▶ What is expected
Please reproduce the items starting at the line that contains "Where can the white vehicle" and ending at the line that contains "pixel 364 668", with both of those lines included.

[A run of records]
◇ ◇ ◇ ◇ ◇ ◇ ◇
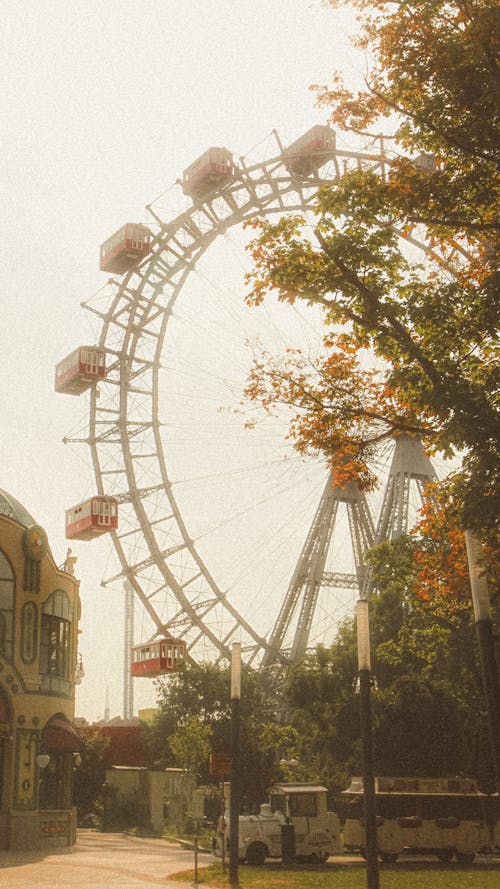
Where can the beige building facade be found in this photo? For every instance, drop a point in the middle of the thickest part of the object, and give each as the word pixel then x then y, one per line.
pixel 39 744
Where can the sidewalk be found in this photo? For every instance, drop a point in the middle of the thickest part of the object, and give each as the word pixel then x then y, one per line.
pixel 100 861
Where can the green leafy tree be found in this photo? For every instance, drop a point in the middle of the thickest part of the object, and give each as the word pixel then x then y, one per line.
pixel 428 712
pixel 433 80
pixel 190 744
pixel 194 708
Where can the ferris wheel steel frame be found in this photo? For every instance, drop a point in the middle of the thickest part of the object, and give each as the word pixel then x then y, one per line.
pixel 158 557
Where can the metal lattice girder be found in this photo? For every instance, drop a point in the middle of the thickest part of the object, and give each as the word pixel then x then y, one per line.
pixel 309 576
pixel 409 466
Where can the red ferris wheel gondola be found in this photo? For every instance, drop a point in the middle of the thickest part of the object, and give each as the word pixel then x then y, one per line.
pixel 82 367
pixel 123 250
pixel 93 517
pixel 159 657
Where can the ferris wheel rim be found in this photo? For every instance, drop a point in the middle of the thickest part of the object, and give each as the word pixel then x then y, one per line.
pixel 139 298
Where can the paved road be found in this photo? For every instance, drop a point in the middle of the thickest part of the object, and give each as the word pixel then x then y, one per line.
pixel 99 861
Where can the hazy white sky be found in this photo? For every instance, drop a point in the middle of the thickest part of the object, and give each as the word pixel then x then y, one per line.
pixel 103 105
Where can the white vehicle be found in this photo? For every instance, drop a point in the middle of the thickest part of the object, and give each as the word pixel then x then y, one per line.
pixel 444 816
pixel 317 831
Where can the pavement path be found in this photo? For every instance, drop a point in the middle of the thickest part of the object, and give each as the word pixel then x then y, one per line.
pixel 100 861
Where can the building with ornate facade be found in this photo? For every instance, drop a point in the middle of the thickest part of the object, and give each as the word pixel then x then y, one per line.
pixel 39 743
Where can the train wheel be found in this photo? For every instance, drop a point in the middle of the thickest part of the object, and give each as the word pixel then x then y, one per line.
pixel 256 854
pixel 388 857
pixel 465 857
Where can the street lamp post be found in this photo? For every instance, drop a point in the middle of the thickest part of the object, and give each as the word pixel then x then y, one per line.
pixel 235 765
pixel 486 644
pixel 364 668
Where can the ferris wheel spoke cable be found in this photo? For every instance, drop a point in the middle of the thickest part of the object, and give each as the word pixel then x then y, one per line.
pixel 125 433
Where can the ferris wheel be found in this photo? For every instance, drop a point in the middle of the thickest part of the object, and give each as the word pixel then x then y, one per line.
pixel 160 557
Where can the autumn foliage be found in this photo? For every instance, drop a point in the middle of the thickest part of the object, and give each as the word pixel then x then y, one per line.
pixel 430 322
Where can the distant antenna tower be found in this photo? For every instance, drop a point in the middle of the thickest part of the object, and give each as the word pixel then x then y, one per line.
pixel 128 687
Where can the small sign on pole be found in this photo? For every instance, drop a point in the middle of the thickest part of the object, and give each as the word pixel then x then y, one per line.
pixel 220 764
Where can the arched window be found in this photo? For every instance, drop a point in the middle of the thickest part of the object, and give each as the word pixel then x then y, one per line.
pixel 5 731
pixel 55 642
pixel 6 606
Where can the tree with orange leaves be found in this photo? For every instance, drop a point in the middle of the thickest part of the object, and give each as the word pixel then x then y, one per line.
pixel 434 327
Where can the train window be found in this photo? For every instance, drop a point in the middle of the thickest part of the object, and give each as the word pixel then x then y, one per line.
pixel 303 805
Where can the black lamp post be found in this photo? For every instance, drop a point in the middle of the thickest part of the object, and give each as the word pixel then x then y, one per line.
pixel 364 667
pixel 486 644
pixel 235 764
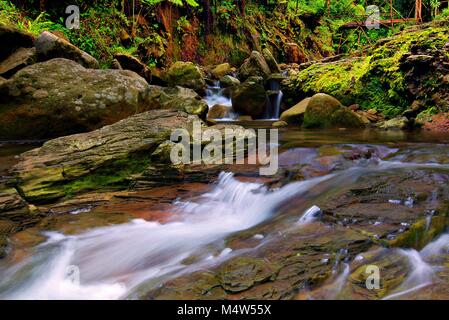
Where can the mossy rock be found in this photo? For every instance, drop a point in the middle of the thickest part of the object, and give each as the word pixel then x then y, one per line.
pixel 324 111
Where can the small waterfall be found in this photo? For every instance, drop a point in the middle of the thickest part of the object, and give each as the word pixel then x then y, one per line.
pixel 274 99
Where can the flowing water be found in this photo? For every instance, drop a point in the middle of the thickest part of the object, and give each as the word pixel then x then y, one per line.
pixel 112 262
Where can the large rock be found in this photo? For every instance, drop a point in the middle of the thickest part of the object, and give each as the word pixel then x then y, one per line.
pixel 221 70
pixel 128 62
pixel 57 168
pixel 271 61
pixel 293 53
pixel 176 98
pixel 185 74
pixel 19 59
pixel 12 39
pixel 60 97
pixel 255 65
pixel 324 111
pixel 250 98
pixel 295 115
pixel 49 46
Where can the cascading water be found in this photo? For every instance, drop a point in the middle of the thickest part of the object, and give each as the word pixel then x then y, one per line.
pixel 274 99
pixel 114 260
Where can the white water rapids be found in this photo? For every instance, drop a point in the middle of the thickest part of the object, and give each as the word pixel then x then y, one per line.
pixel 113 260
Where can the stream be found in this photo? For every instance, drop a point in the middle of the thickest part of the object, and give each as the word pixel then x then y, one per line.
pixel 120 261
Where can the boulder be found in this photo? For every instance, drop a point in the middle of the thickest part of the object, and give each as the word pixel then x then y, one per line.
◇ ◇ ◇ ◇ ◇ ◇ ◇
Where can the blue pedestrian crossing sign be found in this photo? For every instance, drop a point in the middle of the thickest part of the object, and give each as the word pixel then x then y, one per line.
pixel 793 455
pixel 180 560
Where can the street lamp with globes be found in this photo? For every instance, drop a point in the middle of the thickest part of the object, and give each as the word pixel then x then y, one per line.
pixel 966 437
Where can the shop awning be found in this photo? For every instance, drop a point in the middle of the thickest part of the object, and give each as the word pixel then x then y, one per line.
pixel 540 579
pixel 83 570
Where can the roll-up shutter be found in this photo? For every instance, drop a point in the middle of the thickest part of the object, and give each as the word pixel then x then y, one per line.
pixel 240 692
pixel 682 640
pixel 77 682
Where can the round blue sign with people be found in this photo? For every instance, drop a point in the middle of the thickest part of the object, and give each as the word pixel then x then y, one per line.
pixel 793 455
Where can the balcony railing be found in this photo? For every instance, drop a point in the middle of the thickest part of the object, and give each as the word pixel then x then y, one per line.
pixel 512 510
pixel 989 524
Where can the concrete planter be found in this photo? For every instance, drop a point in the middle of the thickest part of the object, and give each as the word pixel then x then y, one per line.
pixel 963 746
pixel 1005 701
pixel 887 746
◇ ◇ ◇ ◇ ◇ ◇ ◇
▶ The answer
Where can the white vehicle be found in this photo? For every instance, drop a point in the middle of the thickest part of the object, and give each as the word pixel then x then y, one per line.
pixel 444 816
pixel 317 831
Where can the pavement path be found in this photo? For every instance, drop a point in the middle of the thickest part of the object, and give each as the word pixel then x then y, one per line.
pixel 100 861
Where can the building with ornate facade be found in this photo? For every instance, drop a point in the middle of the thickest part of the object, and give each as the word pixel then x then y, one per line.
pixel 39 743
Where can the train wheel be found in this photo? For every instance, drop a point in the middle of the thickest part of the object, and give each as the word pixel then x then y, one per line.
pixel 256 854
pixel 388 857
pixel 465 857
Where can the street lamp post be found in this photo? For every instance, drop a point in the middle of the thickest part of the object, and give each as the word pixel then x then y, one per line.
pixel 235 765
pixel 486 644
pixel 364 668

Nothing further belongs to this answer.